◆ **Data shown**
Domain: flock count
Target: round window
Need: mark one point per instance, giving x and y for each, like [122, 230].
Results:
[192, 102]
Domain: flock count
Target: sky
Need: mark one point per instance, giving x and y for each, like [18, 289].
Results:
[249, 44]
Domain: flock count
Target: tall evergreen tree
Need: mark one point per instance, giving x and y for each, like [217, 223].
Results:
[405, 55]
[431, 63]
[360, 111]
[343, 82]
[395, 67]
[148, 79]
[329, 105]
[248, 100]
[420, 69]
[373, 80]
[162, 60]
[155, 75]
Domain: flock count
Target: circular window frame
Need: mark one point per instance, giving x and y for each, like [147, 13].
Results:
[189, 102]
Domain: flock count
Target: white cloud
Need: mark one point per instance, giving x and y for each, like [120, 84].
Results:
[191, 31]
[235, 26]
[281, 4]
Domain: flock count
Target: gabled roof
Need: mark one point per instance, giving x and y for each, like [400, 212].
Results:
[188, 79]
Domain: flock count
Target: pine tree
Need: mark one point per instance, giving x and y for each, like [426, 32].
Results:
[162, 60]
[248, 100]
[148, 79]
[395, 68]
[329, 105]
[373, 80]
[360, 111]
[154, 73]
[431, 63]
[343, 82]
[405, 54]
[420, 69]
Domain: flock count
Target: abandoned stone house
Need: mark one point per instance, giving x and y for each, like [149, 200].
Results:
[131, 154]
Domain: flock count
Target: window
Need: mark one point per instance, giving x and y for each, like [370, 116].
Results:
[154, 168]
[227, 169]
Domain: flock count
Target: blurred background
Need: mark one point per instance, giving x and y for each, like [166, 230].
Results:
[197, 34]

---

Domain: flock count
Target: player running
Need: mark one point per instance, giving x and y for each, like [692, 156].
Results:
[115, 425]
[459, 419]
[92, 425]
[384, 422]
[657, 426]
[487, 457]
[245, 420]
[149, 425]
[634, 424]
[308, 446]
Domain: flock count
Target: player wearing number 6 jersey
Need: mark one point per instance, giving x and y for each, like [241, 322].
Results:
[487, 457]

◆ **What you will do**
Each line of the data that includes "window" should be copied.

◆ **Problem solution**
Target: round window
Target: circular window frame
Target: window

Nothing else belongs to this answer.